● SELECTED EXCERPT:
Caroline Arellano-Garcia, HIP 2014

School: California State University, Northridge, USA
Placement: Sandra McAllister Lab, Brigham and Women’s Hospital

Caroline was hesitant to apply to the HSCI Internship Program. She didn't think she had a chance. It was one of the last applications she filled out and she told herself not to expect anything. “I had to apply,” she said. “I thought, the worst that they can tell me is no. It’ll sting a little bit, but I have to do it.”

She still remembers the moment Maureen Herrmann, the program’s administrator, contacted her with the news that she had been accepted. “It was a rainy day in California,” Caroline said. “I was so excited and I think everyone in my family cried.”

Spending a summer at Harvard was not a future Caroline had imagined. She had a difficult time in high school, which made it difficult to see a future in higher education. She eventually enrolled in Los Angeles Valley Community College, where she took some biology courses that peaked her interest in research. During her last year there, she began interning in a sex differentiation lab at the University of California, Los Angeles, which gave her hands-on experience with mice. Caroline next transferred to California State University, Northridge, and got involved in a program that took her into a developmental oncogene lab during the regular school year.

● DATA EXTRACTS:

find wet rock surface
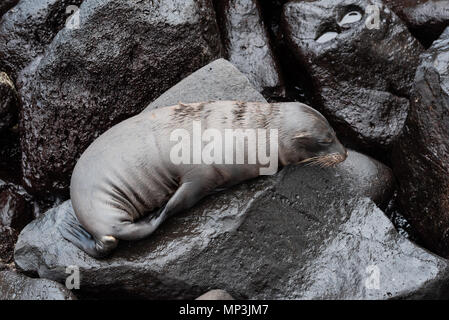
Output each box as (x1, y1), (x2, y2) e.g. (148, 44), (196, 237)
(20, 0), (220, 193)
(0, 180), (34, 231)
(144, 59), (266, 112)
(0, 72), (19, 133)
(384, 0), (449, 48)
(0, 0), (82, 80)
(15, 152), (449, 299)
(393, 29), (449, 257)
(0, 0), (19, 18)
(214, 0), (284, 97)
(0, 225), (18, 264)
(282, 0), (422, 152)
(0, 271), (76, 300)
(195, 289), (234, 300)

● WORK ORDER A: In the profile of Caroline Arellano-Garcia, give the passage again, beginning at "Spending a summer" and stopping after "regular school year.", with "mice" switched to "rats".
● WORK ORDER B: According to the profile of Caroline Arellano-Garcia, what type of lab did she intern in at the University of California, Los Angeles?

● EXERCISE RESULT A:
Spending a summer at Harvard was not a future Caroline had imagined. She had a difficult time in high school, which made it difficult to see a future in higher education. She eventually enrolled in Los Angeles Valley Community College, where she took some biology courses that peaked her interest in research. During her last year there, she began interning in a sex differentiation lab at the University of California, Los Angeles, which gave her hands-on experience with rats. Caroline next transferred to California State University, Northridge, and got involved in a program that took her into a developmental oncogene lab during the regular school year.

● EXERCISE RESULT B: A sex differentiation lab.